#### Your objective:
Below are the records. Count the lines containing the string "Give", and reply with the number alone.
Segment Start: Dataset entries
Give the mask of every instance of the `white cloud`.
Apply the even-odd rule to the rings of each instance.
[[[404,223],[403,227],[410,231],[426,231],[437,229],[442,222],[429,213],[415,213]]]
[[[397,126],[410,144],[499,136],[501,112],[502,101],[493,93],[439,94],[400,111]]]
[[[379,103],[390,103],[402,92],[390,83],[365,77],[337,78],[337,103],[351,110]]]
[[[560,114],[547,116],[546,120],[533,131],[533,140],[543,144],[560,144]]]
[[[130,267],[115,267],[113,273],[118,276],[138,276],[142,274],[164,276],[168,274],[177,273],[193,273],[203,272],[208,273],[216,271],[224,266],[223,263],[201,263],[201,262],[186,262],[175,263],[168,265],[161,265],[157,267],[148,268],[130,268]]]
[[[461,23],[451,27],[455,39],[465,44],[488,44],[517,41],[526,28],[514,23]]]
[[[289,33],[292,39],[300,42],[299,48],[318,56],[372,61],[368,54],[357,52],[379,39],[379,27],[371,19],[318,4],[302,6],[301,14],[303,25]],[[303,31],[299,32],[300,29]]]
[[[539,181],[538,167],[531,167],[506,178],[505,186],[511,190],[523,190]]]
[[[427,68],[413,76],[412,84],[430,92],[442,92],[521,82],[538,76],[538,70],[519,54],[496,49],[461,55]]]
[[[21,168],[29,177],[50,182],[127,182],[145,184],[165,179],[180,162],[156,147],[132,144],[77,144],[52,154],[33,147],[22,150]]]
Segment End: Dataset entries
Segment Start: Dataset entries
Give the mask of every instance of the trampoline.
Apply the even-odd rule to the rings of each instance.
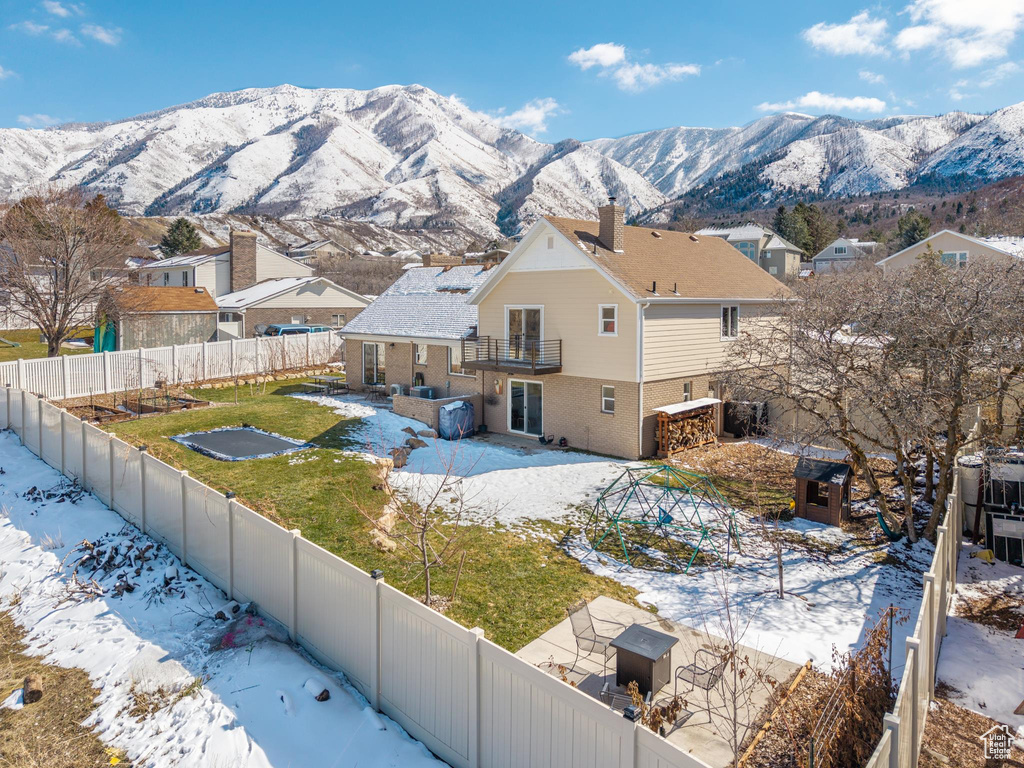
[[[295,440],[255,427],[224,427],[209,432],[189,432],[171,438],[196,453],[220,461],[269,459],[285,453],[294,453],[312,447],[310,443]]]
Segment End: Dataset entries
Segment Start: Dataset entries
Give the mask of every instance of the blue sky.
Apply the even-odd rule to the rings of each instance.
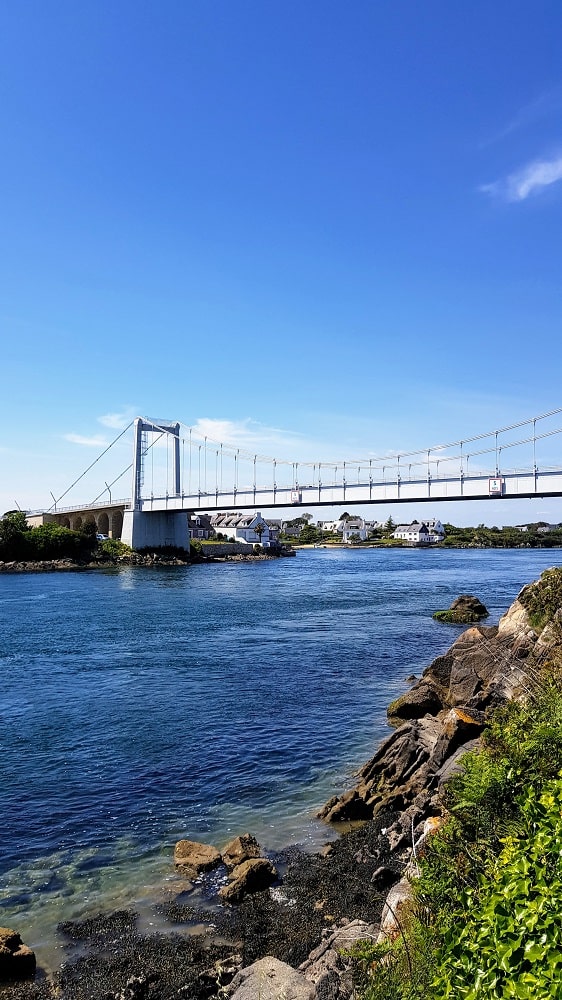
Segment End: Dataset entries
#### Your response:
3